◆ GIVEN REQUEST
Turn every one of the records below into a numbered list, skipping any blank lines. Leave the pictures out of your answer.

◆ LISTED ENTRIES
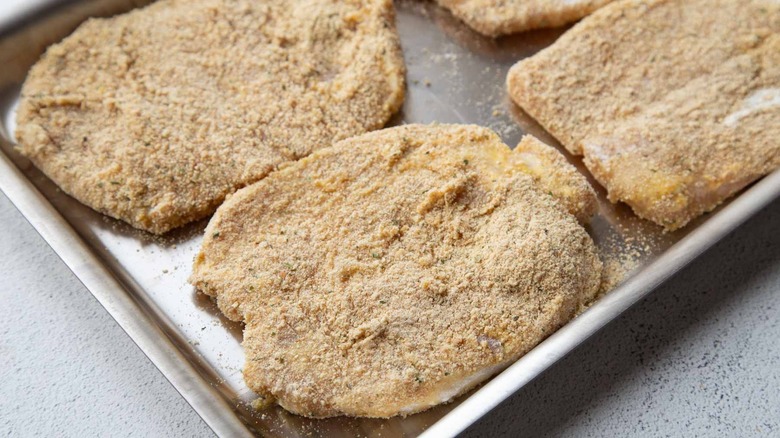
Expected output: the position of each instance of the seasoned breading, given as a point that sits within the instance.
(501, 17)
(154, 116)
(675, 105)
(395, 270)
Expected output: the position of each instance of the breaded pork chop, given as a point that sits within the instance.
(154, 116)
(501, 17)
(394, 271)
(674, 104)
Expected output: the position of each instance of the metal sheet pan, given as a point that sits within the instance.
(454, 75)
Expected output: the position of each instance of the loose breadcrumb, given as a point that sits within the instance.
(394, 271)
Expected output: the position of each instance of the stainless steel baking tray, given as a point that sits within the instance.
(454, 75)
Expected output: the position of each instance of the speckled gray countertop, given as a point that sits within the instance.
(699, 357)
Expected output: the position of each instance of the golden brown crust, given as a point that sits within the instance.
(675, 105)
(552, 173)
(154, 116)
(501, 17)
(393, 271)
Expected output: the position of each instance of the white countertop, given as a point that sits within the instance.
(700, 356)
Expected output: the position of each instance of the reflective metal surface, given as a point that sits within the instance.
(454, 75)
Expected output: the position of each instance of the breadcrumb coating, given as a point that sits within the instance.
(153, 116)
(675, 105)
(394, 271)
(501, 17)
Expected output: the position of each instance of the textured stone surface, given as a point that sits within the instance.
(699, 357)
(66, 368)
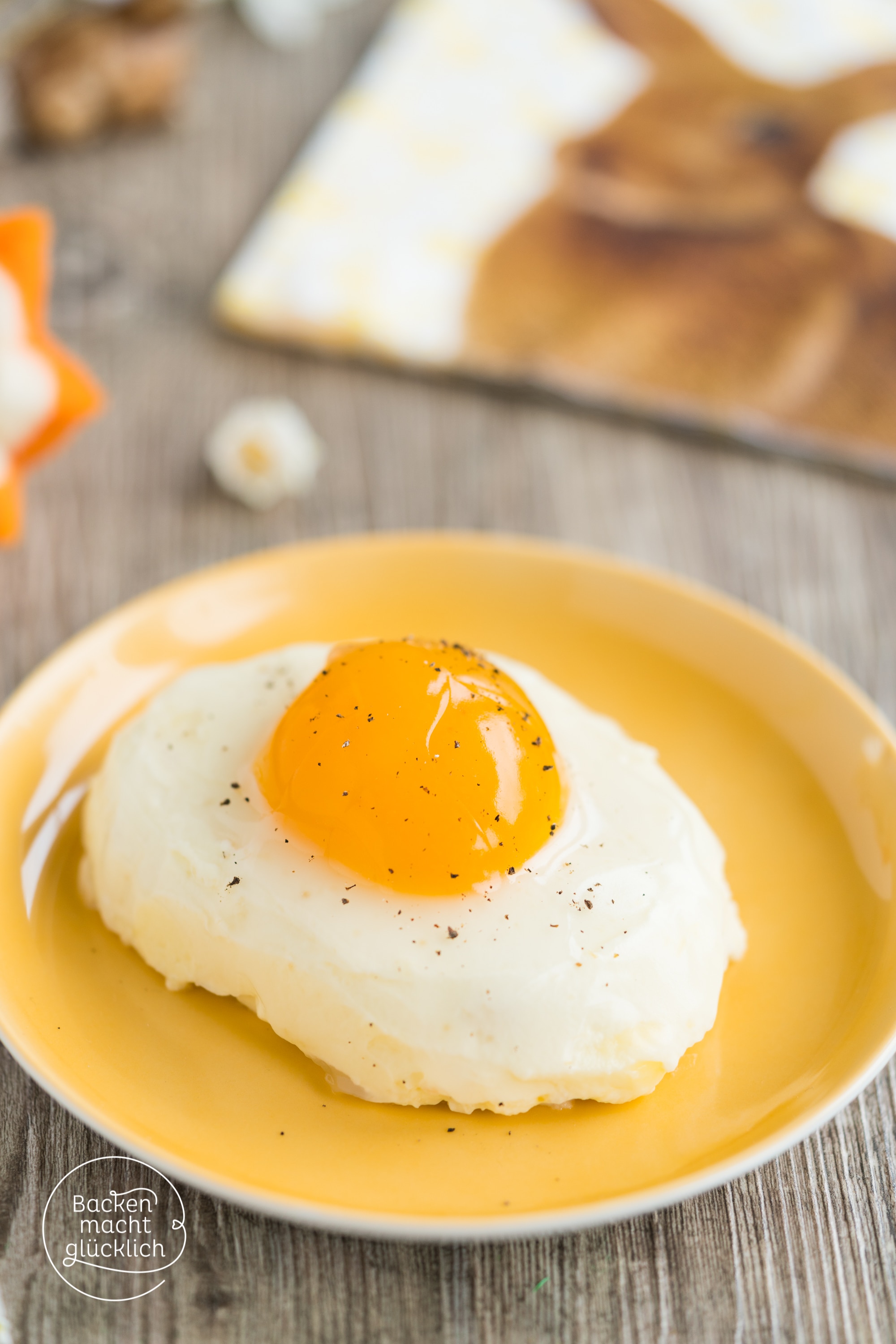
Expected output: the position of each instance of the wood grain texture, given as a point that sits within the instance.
(804, 1249)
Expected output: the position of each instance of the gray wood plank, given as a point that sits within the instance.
(804, 1249)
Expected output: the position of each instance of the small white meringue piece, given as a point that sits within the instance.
(285, 25)
(264, 451)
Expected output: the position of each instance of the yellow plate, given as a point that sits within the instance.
(792, 765)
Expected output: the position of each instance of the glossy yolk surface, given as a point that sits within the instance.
(418, 765)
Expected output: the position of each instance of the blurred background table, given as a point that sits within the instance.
(805, 1249)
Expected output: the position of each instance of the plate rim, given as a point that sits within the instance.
(412, 1228)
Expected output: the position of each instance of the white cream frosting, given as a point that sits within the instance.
(539, 998)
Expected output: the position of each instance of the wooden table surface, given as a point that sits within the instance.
(804, 1249)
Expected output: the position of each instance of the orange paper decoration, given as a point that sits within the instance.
(26, 252)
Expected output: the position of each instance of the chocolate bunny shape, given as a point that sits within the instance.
(679, 264)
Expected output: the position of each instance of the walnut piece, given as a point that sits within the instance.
(92, 69)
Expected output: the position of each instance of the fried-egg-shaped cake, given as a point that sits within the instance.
(432, 870)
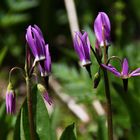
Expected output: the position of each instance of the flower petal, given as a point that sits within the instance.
(135, 72)
(125, 67)
(102, 22)
(112, 69)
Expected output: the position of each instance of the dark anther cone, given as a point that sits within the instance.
(46, 79)
(125, 84)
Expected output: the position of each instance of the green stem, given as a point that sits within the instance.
(29, 98)
(109, 108)
(30, 112)
(107, 93)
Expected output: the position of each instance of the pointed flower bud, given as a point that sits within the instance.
(102, 29)
(10, 100)
(36, 42)
(44, 93)
(45, 65)
(82, 47)
(98, 49)
(97, 78)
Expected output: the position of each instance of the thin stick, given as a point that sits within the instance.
(29, 99)
(72, 16)
(107, 92)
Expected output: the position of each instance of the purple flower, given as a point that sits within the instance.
(102, 29)
(44, 93)
(10, 102)
(124, 74)
(82, 47)
(36, 42)
(45, 65)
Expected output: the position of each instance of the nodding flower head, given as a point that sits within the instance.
(36, 42)
(124, 74)
(45, 65)
(102, 29)
(82, 47)
(10, 100)
(44, 93)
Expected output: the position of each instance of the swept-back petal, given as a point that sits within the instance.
(102, 22)
(112, 69)
(78, 48)
(125, 67)
(30, 41)
(135, 72)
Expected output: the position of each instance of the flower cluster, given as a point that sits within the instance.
(10, 100)
(102, 29)
(39, 49)
(41, 57)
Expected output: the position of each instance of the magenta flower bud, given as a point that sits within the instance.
(44, 93)
(82, 47)
(45, 65)
(10, 100)
(124, 74)
(36, 42)
(102, 29)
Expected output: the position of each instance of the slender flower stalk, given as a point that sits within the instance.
(82, 47)
(124, 74)
(10, 100)
(36, 42)
(102, 32)
(44, 93)
(101, 23)
(45, 65)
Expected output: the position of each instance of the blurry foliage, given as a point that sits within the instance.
(51, 16)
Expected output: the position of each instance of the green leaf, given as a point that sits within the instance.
(68, 133)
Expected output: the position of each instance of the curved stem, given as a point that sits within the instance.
(13, 69)
(29, 96)
(107, 91)
(30, 112)
(109, 107)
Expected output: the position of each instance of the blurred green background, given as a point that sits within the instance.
(51, 17)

◆ SOLUTION TO THE PROBLEM
1. Expected output: the position of each instance of the seasoned breading, given as a point that sits within the instance.
2. (501, 17)
3. (154, 116)
4. (675, 105)
5. (395, 270)
6. Expected output: the position of each instance of the breaded pork chop, given as a point that sits within the instance.
7. (154, 116)
8. (501, 17)
9. (394, 271)
10. (674, 104)
11. Expected output: the position of each instance of the metal sheet pan, given as a point that sits within the instance.
12. (454, 75)
13. Expected output: the position of each instance of the loose breadcrumb, given as a point that sits within the instance.
14. (394, 271)
15. Expected output: the position of each instance of the stainless steel baking tray, given as a point that sits within the instance.
16. (454, 75)
17. Expected output: the position of each instance of the speckled gray countertop, given as a point that sits within the instance.
18. (699, 357)
19. Expected output: the position of each instance of the golden brown crust, given as a point that sits within the instance.
20. (675, 105)
21. (552, 173)
22. (154, 116)
23. (501, 17)
24. (393, 271)
25. Expected output: the position of each instance of the white countertop, given as a point that sits within the instance.
26. (700, 356)
27. Expected output: the position of each instance of the reflective metal surface, given as a point that sits within the instance.
28. (454, 75)
29. Expected output: the position of each instance of the breadcrumb coating, given as a point that sits within the instance.
30. (153, 116)
31. (675, 105)
32. (394, 271)
33. (501, 17)
34. Expected output: the position of each instance of the textured stone surface, given as a point that sits within the instance.
35. (699, 357)
36. (66, 368)
37. Expected output: the position of each instance of the wood grain texture, given as a point that sits within the instance.
38. (804, 1249)
39. Expected output: the position of each instance of the gray wood plank, given as a point that sits within the instance.
40. (804, 1249)
41. Expected output: the position of each instance of the small white meringue piece, given as a point that sits within the instance.
42. (285, 25)
43. (264, 451)
44. Expected output: the position of each instance of the yellow plate, given as a point that sits within the instance.
45. (792, 765)
46. Expected output: the position of each instance of the glossy yolk surface, given as a point that sits within the instance.
47. (418, 765)
48. Expected output: the position of each instance of the blurred background table, given as a point that sits within the instance.
49. (805, 1249)
50. Expected output: the position of each instance of the plate rim, given as a point that sits within the instance.
51. (412, 1228)
52. Expected output: the position of each instance of the white cream frosting, given as a point that sits within the instance.
53. (539, 998)
54. Expected output: the position of each instance of the wooden table surface, given as a point that sits within the instance.
55. (804, 1249)
56. Expected output: the position of each instance of the orange paper decoration, given as a point that sits within the instance.
57. (26, 252)
58. Expected output: the position of each instance of the chocolate bunny shape, given as a point that sits within the instance.
59. (679, 264)
60. Expected output: the position of each instance of the walnut piece, given as a point that sits within the instance.
61. (92, 69)
62. Expected output: the position of each instance of the fried-egg-shaped cake, given as a point that sits within the instance.
63. (432, 870)
64. Expected output: the position of each instance of the flower petal, given as a point that sits within the instance.
65. (135, 72)
66. (125, 67)
67. (102, 22)
68. (112, 69)
69. Expected output: the position of each instance of the dark anther cone, given as a point that sits within the instance.
70. (46, 79)
71. (125, 84)
72. Expected output: the position of each instance of the green stem, given as a point that sits within the instance.
73. (29, 98)
74. (109, 108)
75. (30, 112)
76. (107, 93)
77. Expected output: the position of each instance of the pointed flower bud, given as a point that sits within the instance.
78. (102, 29)
79. (10, 100)
80. (36, 42)
81. (44, 93)
82. (45, 65)
83. (82, 47)
84. (98, 49)
85. (97, 78)
86. Expected output: the position of each instance of the thin stick, given as a point that sits within the instance.
87. (29, 99)
88. (72, 16)
89. (107, 92)
90. Expected output: the position of each instance of the purple flower, given as a point that sits within the instance.
91. (102, 29)
92. (44, 93)
93. (10, 102)
94. (124, 74)
95. (82, 47)
96. (36, 42)
97. (45, 65)
98. Expected output: the position of each instance of the nodding flower head, given as a point that sits within the instance.
99. (36, 42)
100. (124, 74)
101. (45, 65)
102. (102, 29)
103. (82, 47)
104. (10, 100)
105. (44, 93)
106. Expected output: the position of each instance of the swept-back petal, given as a point that sits within the instance.
107. (102, 22)
108. (112, 69)
109. (78, 48)
110. (125, 67)
111. (30, 41)
112. (135, 72)
113. Expected output: the position of each instance of the flower cluster, given as a point that sits within the instance.
114. (10, 100)
115. (102, 29)
116. (39, 49)
117. (41, 57)
118. Expected output: the position of each instance of the magenta flower bud, given as a point that sits within the instance.
119. (44, 93)
120. (82, 47)
121. (45, 65)
122. (10, 100)
123. (124, 74)
124. (36, 42)
125. (102, 29)
126. Expected output: the position of each instance of the slender flower stalk, given as a point that sits within the instance.
127. (82, 47)
128. (124, 74)
129. (10, 100)
130. (36, 42)
131. (102, 32)
132. (44, 93)
133. (101, 23)
134. (45, 65)
135. Expected output: the position of each instance of the blurry foliage, given as a point that sits within the instance.
136. (51, 16)
137. Expected output: the position of each instance of the green leaf, given as a point that sits within the instance.
138. (68, 133)
139. Expected output: the position of each instance of the curved stem, given as a point that sits within the instance.
140. (13, 69)
141. (29, 96)
142. (107, 91)
143. (30, 112)
144. (109, 107)
145. Expected output: the position of each instance of the blurred green background, given as a point that sits within the instance.
146. (51, 17)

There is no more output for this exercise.